EXCERPT TO READ:
┄┄┄┄┄┄
Autry () is a commune in the Ardennes department in the Grand Est region of north-eastern France.

The inhabitants of the commune are known as Autryens or Autryennes.

Geography

Autry is located some 50 km east of Reims and 25 km north by north-west of Sainte-Menehould. The southern border of the commune is the departmental boundary between Ardennes and Marne. Access to the commune is by road D21 from Challerange in the north-west which passes through the centre of the commune and the village and continues to Binarville in the south-east after changing to the D63 at the departmental border. The D218 goes west from the village to Bouconville and the D41 goes north-east to Lançon. Apart from the village there is the hamlet of La Gare in the west. Large areas of the commune are forested, especially in the west, and there is a large fish farm in the east. The rest of the commune is farmland.

The Aisne river forms part of the south-eastern border of the commune as it flows north then west to the village then north again as it continues its journey to join the Oise at Compiègne. The Dormoise flows from the south-west to join the Aisne in the commune. The Remy Galere rises on the northern border and flows east to join the Aisne forming part of the northern border.
┄┄┄┄┄┄
GOAL A:
In the listing, copy out unchanged every line from the one containing "Objective — for every instance of the tail" through the one containing "[[225, 4], [51, 58]]", including both of those lines.

Records of labeled points
┄┄┄┄┄┄
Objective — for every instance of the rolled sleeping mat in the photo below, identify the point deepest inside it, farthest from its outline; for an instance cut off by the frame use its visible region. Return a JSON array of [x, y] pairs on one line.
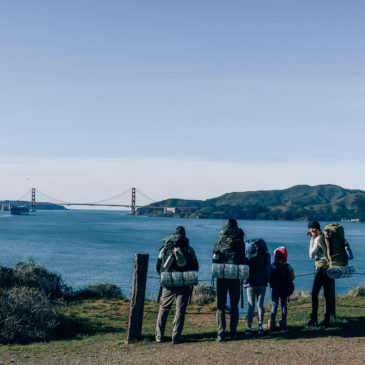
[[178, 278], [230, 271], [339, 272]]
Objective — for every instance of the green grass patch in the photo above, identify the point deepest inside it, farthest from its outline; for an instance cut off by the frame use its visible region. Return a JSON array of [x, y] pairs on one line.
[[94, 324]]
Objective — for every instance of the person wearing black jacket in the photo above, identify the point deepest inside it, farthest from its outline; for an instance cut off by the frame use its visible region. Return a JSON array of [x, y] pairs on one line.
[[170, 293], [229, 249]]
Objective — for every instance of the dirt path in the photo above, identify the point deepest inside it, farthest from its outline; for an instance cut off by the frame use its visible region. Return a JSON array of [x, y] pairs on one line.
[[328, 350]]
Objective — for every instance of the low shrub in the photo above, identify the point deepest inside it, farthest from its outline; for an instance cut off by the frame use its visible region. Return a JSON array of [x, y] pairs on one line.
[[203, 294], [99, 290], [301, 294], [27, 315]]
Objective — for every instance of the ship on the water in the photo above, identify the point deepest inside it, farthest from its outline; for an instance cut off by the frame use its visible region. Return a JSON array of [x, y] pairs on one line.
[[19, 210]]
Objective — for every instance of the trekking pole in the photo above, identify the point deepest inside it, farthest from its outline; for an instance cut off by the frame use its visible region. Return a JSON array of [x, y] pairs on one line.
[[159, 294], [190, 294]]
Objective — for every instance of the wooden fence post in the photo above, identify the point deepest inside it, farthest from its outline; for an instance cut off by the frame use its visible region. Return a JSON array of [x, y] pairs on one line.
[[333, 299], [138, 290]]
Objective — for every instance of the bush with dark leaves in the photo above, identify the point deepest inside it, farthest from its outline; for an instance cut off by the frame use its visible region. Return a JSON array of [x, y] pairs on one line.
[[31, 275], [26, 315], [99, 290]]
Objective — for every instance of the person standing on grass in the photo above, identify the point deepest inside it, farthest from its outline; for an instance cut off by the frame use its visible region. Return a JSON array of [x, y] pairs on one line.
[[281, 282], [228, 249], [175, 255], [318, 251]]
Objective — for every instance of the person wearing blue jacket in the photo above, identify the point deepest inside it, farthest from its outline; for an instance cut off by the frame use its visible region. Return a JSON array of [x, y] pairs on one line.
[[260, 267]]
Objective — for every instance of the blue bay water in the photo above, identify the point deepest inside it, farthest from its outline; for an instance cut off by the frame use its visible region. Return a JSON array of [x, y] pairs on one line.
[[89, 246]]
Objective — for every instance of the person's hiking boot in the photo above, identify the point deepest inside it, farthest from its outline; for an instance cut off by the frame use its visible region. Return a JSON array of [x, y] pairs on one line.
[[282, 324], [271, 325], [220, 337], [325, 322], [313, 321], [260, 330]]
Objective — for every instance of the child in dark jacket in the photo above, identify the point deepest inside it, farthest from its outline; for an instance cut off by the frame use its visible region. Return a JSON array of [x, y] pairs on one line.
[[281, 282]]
┄┄┄┄┄┄
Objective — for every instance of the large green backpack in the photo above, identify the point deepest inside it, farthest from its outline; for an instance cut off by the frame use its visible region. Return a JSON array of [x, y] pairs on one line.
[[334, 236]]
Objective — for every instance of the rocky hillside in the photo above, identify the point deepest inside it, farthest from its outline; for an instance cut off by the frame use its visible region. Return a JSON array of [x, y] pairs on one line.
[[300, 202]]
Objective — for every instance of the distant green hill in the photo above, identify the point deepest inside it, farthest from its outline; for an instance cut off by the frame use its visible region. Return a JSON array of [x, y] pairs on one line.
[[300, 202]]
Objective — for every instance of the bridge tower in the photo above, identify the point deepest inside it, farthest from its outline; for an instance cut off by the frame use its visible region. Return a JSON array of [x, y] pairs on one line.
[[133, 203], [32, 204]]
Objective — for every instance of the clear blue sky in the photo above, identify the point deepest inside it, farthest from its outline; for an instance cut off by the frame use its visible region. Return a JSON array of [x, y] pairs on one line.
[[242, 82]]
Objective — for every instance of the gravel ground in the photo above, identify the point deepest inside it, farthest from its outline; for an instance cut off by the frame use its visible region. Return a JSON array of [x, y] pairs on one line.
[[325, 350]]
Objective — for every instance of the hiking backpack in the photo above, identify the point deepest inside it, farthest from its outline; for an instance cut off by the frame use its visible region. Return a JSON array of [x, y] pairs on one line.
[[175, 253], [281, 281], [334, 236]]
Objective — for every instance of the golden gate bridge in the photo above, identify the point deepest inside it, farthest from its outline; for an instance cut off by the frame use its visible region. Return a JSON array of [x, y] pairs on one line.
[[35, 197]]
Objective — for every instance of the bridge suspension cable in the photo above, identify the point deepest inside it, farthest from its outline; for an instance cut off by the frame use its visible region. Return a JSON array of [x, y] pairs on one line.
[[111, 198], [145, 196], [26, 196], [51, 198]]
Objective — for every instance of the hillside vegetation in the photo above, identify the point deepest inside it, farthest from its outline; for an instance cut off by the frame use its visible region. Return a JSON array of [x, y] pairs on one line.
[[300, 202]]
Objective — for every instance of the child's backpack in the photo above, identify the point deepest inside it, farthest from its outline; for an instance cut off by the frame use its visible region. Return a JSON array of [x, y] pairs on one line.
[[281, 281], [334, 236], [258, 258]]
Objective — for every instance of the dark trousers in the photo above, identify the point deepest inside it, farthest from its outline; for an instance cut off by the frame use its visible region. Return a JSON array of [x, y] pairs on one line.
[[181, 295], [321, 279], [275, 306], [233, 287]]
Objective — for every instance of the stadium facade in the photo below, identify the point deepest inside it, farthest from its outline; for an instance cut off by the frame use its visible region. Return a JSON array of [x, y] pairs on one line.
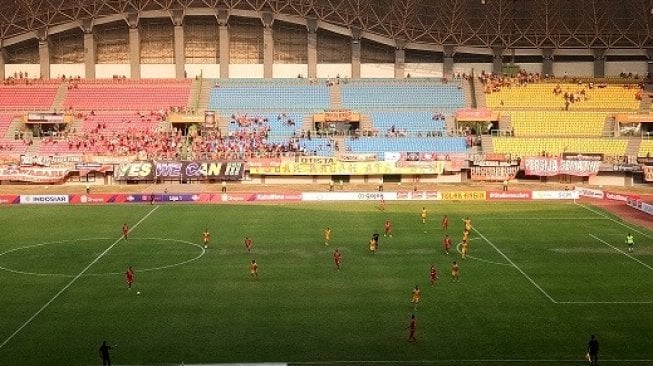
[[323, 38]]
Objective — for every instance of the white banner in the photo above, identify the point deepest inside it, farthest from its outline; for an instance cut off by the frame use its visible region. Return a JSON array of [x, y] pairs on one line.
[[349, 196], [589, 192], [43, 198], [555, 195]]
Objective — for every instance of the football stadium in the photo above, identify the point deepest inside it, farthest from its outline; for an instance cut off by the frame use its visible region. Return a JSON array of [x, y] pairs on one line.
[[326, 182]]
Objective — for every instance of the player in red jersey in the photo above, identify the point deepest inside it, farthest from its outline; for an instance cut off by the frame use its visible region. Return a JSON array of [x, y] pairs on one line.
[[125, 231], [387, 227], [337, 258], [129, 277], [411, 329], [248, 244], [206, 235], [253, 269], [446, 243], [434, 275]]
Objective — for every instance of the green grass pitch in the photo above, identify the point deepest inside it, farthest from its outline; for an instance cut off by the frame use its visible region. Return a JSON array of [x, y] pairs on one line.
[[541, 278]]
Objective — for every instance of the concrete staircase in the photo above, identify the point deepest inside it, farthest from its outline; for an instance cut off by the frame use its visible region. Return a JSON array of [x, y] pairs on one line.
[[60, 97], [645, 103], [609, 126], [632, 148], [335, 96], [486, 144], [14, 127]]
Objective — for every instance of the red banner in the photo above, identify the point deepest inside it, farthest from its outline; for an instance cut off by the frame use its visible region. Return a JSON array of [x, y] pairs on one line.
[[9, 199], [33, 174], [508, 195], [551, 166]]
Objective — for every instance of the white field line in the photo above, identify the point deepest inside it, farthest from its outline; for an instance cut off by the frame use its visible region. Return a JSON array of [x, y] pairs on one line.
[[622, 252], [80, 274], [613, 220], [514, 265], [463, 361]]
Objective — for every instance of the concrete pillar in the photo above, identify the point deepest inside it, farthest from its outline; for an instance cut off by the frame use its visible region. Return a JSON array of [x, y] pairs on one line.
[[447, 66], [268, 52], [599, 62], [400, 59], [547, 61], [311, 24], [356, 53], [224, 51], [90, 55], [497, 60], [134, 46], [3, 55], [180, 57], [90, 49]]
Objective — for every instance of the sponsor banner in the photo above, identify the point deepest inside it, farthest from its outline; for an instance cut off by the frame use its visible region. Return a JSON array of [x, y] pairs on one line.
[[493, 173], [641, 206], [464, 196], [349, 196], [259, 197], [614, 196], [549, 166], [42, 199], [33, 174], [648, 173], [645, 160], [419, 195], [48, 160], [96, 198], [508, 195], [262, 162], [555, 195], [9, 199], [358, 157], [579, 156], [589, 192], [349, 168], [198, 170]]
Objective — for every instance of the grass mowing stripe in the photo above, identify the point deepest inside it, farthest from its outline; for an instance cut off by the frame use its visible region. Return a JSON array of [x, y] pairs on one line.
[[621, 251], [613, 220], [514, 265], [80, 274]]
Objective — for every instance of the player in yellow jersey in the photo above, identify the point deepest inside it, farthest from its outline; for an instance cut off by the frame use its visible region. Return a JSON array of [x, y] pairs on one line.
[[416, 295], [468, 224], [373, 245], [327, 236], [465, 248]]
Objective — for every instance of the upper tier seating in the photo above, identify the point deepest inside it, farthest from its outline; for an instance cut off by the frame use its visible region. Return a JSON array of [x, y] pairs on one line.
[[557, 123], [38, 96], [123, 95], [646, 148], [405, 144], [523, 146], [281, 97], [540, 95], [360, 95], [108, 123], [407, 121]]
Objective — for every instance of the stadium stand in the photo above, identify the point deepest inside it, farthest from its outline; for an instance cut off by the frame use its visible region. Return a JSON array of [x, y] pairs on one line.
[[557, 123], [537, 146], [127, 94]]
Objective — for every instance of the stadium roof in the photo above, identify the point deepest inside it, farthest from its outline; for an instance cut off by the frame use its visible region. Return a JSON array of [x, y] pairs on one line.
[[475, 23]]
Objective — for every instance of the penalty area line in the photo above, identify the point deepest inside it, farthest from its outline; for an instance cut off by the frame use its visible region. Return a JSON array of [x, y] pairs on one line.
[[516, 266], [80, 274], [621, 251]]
┄┄┄┄┄┄
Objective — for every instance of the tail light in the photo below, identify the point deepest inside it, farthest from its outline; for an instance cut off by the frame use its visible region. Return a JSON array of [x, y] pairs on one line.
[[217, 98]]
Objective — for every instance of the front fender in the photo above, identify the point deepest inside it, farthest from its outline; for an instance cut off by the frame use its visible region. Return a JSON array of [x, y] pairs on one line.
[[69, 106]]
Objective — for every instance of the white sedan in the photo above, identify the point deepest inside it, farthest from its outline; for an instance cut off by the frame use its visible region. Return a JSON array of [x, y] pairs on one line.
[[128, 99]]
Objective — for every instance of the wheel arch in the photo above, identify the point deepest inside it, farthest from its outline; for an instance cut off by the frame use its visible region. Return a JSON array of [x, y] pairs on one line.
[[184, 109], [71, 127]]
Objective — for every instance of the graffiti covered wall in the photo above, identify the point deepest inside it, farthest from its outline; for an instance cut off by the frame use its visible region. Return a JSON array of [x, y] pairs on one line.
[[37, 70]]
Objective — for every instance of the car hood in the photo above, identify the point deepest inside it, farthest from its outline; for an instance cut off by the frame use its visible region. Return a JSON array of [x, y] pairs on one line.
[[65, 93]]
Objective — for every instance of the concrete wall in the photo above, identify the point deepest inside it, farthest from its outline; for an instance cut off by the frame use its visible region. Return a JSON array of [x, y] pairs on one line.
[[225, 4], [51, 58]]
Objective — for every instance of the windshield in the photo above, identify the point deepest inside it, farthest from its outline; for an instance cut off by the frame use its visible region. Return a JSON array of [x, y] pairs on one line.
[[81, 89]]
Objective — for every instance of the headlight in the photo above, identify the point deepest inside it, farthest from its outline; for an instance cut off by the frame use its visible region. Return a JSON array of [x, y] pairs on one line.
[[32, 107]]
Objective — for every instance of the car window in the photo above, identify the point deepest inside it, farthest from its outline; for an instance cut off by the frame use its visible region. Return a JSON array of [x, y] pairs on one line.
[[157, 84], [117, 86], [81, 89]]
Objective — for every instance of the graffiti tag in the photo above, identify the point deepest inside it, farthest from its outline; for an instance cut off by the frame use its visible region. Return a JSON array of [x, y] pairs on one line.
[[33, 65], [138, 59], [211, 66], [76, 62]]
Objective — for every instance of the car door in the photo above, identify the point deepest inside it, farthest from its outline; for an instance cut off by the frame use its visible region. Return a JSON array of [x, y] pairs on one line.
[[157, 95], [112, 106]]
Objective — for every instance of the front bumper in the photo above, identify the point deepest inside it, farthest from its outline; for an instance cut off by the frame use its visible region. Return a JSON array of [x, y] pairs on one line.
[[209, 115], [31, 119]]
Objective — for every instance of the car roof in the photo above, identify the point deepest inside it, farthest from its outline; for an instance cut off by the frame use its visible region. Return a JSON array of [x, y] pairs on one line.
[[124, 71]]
┄┄┄┄┄┄
GOAL B:
Name every numbered road mentioned in the article on Autry.

TASK SOLUTION A:
Objective — for every instance of the tail light in the photo below, identify the point deepest inside it, farthest from its outline; for an instance cut off by the frame use its visible region. Return a JSON array of [x, y] pairs on one line.
[[217, 98]]
Objective — for every instance of the front fender in the photo above, identify the point deepest inside it, farthest from its outline; for an instance cut off by the frame use its visible region. Return a JSON array of [x, y] pairs on one line.
[[69, 106]]
Objective — for every instance of the white sedan in the photo above, identify the point deepest inside it, farthest from its outline; for an instance cut off by the frame use its visible region. Return a JSON array of [x, y] pairs on one line.
[[128, 99]]
Objective — for every instance of the wheel arch in the photo above, identify the point deepest inside it, farthest from its outline; for an instance cut off by the frame use its visible region. Return a JSON array of [x, y] pairs on one line.
[[184, 109], [71, 127]]
Objective — for every instance of the graffiti covered wall in the photo above, identify the point deepest inside it, farthest from its outline; for an instance cut off by the frame use its visible region. Return a JSON array of [x, y] pairs on one line.
[[37, 70]]
Objective — for every instance of the car hood in the photo above, identify the point deepest inside it, farthest from its outline; for an instance cut off by the frame use its visible region. Return a JSON array of [x, y] pairs on one line.
[[65, 93]]
Objective — for every instance of the concrete wall in the photo above, identify the point deepest inside it, farthest from its outline; for an instance cut off by the frame use its visible region. Return a JSON array of [x, y] pairs on one line.
[[225, 4], [51, 58]]

TASK SOLUTION B:
D21, D63, D218, D41